Stored data entries
++++++++++++++++++++

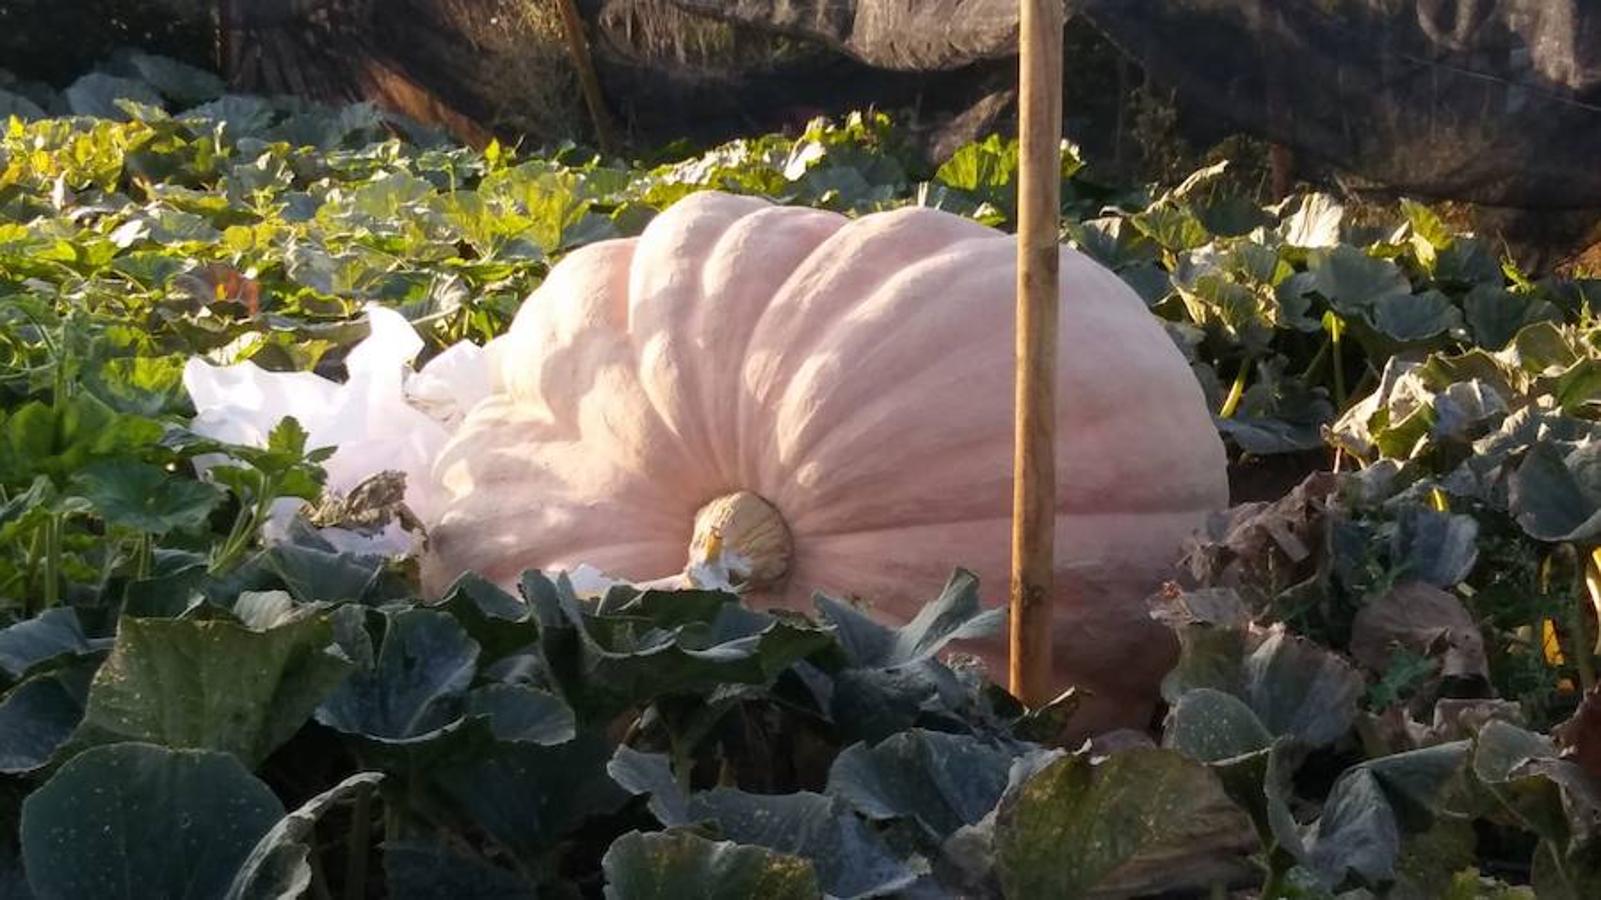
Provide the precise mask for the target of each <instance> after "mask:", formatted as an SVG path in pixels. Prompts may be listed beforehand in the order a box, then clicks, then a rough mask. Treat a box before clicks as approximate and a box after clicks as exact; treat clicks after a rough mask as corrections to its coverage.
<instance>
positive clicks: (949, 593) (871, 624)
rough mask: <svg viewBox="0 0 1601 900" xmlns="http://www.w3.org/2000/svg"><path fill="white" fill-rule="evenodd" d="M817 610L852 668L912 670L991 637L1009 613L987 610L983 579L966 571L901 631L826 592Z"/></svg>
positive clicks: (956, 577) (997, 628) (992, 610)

++++++++++++++++++++

All of the records should be output exactly as they stand, with pictures omitted.

Reply
Provide the precise mask for the target of each <instance> after "mask:", formatted as an SVG path in pixels. Prompts may be listed beforehand in the order a box, then clicks, then a rough mask. Treat a box before clicks as approximate and a box after clicks as exact; treat clicks after a rough mask as corrections to its coverage.
<instance>
positive clicks: (949, 593) (871, 624)
rough mask: <svg viewBox="0 0 1601 900" xmlns="http://www.w3.org/2000/svg"><path fill="white" fill-rule="evenodd" d="M817 610L852 668L912 670L991 637L1009 613L987 610L983 579L966 571L901 631L826 592Z"/></svg>
positive clicks: (956, 577) (997, 628) (992, 610)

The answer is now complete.